◆ **To do**:
Work out how many lines in the data below contain the string "before", and reply with that figure alone.

------------------------------------------------

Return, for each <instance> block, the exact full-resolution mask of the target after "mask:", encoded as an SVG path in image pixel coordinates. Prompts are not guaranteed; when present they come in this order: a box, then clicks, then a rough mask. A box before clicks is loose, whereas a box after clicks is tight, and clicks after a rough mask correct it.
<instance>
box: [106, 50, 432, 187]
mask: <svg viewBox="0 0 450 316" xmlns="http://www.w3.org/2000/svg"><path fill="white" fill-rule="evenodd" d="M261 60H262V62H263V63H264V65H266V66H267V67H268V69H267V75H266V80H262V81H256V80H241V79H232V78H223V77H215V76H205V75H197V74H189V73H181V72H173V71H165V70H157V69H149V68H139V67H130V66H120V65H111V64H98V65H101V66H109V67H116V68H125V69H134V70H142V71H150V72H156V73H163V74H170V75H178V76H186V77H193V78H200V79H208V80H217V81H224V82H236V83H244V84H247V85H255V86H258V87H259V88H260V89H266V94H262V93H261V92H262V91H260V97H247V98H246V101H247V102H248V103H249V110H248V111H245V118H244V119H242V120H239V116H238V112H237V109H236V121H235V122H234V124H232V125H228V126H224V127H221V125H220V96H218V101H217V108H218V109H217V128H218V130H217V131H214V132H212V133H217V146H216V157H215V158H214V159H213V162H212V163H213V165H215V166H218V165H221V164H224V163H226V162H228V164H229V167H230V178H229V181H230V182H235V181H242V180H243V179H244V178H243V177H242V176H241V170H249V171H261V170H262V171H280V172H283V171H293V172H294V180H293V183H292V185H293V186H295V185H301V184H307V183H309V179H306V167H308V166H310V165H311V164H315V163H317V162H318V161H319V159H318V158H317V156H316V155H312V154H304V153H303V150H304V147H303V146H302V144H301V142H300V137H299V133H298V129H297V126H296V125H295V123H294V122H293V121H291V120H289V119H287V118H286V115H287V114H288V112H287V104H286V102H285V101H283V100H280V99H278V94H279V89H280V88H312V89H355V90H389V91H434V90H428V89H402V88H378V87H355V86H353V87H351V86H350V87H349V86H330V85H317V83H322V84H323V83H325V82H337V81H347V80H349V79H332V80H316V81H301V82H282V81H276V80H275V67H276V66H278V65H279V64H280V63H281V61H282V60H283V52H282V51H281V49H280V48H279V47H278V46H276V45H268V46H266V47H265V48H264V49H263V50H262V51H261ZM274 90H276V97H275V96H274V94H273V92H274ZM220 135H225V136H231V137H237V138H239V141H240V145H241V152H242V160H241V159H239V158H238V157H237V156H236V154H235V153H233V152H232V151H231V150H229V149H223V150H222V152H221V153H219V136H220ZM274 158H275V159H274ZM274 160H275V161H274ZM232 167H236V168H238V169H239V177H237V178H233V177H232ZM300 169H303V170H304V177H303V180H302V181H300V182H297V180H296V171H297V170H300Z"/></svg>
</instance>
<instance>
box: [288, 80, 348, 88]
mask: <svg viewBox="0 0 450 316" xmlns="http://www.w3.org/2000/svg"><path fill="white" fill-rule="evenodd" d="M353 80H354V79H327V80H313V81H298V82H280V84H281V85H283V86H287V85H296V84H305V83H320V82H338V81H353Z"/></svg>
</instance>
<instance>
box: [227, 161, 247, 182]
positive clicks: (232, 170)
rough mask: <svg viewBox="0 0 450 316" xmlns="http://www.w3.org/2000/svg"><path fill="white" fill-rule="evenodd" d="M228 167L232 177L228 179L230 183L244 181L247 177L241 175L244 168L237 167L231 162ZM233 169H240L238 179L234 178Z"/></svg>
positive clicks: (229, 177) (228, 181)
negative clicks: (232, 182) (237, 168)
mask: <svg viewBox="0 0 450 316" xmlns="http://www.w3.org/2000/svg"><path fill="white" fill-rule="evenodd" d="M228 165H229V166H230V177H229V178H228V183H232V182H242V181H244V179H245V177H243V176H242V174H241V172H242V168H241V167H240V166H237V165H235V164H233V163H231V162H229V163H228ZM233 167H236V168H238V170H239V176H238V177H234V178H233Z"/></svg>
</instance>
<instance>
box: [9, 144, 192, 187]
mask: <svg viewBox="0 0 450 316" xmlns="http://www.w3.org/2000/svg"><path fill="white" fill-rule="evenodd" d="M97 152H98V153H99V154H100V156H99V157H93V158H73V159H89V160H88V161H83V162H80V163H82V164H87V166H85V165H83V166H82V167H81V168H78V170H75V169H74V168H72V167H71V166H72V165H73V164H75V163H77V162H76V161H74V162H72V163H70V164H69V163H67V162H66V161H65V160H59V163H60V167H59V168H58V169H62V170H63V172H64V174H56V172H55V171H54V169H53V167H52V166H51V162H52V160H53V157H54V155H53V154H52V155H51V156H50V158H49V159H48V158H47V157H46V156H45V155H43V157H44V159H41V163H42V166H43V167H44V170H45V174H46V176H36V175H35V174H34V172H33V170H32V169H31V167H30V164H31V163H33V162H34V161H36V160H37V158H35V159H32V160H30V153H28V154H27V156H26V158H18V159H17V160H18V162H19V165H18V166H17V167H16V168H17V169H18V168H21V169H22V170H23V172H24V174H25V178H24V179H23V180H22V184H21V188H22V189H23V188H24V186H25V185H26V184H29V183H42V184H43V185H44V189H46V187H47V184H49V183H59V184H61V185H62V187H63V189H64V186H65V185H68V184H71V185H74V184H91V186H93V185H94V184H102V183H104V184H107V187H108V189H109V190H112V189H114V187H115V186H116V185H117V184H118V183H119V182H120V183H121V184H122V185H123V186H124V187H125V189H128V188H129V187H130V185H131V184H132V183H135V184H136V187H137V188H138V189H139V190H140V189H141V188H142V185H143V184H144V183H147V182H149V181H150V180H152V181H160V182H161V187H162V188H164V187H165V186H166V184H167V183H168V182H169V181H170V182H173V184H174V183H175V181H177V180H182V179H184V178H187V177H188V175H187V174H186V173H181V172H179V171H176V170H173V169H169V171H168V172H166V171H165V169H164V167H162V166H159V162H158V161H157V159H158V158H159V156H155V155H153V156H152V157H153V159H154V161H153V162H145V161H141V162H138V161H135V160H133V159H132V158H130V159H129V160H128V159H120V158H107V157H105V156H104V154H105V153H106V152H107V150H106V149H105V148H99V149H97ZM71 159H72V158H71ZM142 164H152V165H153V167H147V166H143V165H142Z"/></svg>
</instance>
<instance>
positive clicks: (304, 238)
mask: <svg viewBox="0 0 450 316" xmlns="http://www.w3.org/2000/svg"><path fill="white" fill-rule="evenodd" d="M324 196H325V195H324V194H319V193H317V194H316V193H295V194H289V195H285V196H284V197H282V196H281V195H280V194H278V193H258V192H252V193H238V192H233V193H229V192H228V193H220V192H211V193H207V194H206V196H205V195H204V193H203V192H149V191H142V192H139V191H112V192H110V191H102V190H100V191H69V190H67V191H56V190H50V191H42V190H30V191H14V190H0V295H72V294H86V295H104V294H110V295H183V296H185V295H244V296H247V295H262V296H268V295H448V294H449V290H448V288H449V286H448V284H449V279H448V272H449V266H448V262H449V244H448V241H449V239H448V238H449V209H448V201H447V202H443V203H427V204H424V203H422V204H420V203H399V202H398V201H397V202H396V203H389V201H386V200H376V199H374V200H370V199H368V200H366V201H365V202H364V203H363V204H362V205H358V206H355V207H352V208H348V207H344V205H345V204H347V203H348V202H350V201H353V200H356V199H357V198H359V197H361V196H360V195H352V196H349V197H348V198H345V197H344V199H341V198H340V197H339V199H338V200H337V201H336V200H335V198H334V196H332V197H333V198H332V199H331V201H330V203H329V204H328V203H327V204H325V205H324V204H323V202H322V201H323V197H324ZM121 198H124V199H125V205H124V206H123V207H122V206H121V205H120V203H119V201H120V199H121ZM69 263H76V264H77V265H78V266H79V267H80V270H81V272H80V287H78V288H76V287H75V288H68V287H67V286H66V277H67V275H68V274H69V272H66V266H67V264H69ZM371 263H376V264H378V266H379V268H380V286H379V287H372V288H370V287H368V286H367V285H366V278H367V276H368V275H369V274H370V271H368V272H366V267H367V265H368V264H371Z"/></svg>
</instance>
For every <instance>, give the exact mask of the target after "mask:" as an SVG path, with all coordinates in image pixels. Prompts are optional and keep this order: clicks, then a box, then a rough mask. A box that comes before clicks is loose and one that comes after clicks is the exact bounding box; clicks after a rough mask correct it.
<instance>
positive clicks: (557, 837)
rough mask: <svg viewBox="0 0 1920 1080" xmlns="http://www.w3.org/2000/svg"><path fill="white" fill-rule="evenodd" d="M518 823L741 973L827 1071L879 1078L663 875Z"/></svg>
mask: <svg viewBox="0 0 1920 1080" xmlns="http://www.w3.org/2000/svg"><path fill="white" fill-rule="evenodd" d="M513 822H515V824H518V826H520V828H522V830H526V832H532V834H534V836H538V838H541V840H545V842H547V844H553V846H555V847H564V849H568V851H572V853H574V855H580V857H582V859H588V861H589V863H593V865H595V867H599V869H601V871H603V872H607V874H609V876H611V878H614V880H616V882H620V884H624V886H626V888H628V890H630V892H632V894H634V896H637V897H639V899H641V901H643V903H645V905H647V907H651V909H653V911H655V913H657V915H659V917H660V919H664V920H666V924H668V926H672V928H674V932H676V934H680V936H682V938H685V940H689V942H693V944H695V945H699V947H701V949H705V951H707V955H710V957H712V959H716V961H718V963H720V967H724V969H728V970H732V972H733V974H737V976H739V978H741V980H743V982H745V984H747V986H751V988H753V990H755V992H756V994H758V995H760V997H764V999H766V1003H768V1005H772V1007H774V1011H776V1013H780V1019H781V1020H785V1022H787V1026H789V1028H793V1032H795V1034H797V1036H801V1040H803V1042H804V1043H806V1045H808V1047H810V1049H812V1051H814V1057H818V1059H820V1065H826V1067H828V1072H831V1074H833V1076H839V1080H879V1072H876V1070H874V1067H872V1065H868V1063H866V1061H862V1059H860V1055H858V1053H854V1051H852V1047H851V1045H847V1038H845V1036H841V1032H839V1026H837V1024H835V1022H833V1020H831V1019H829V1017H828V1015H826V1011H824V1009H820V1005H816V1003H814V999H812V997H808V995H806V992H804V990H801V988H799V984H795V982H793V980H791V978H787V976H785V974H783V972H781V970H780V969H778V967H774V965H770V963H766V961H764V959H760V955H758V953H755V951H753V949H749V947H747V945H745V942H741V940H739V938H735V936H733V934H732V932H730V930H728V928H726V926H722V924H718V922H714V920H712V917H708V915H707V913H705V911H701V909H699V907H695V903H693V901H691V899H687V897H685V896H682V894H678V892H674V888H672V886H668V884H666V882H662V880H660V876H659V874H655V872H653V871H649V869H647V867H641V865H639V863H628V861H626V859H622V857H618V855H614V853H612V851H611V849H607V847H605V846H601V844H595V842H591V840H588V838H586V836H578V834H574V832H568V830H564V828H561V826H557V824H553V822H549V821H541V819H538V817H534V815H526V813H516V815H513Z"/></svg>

------------------------------------------------

◆ **Problem solution**:
2